What the exercise asks :: Show every line of the material below that contains the string "strawberry", with case counting.

+++ Records shown

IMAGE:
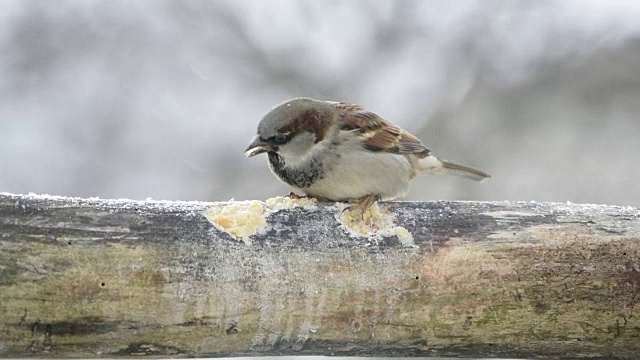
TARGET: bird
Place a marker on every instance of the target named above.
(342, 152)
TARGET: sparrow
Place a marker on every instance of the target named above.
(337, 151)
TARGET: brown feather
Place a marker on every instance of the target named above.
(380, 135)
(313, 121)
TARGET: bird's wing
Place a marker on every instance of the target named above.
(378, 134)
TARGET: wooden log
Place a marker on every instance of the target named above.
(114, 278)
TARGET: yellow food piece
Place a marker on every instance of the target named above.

++++++
+++ Records shown

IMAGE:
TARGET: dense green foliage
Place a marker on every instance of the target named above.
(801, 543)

++++++
+++ Records shown

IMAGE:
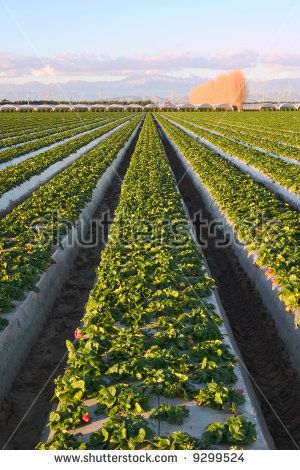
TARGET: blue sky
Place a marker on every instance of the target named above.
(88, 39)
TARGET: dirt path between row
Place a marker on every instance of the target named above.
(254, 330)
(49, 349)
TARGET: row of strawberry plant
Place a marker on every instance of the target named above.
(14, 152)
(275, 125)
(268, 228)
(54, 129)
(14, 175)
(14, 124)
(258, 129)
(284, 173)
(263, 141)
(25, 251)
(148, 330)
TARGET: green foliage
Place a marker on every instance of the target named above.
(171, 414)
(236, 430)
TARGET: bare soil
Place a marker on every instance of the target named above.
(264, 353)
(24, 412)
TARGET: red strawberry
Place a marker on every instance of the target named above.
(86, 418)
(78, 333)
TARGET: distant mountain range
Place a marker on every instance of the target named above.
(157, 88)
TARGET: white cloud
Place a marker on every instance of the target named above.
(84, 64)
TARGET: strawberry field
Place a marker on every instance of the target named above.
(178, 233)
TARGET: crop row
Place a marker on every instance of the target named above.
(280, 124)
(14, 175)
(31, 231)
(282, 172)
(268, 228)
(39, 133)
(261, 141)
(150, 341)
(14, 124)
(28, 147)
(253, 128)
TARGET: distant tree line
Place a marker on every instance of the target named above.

++++++

Output of the exercise ::
TARGET: row of strawberry plant
TARGET: red strawberry
TARGET: strawberry field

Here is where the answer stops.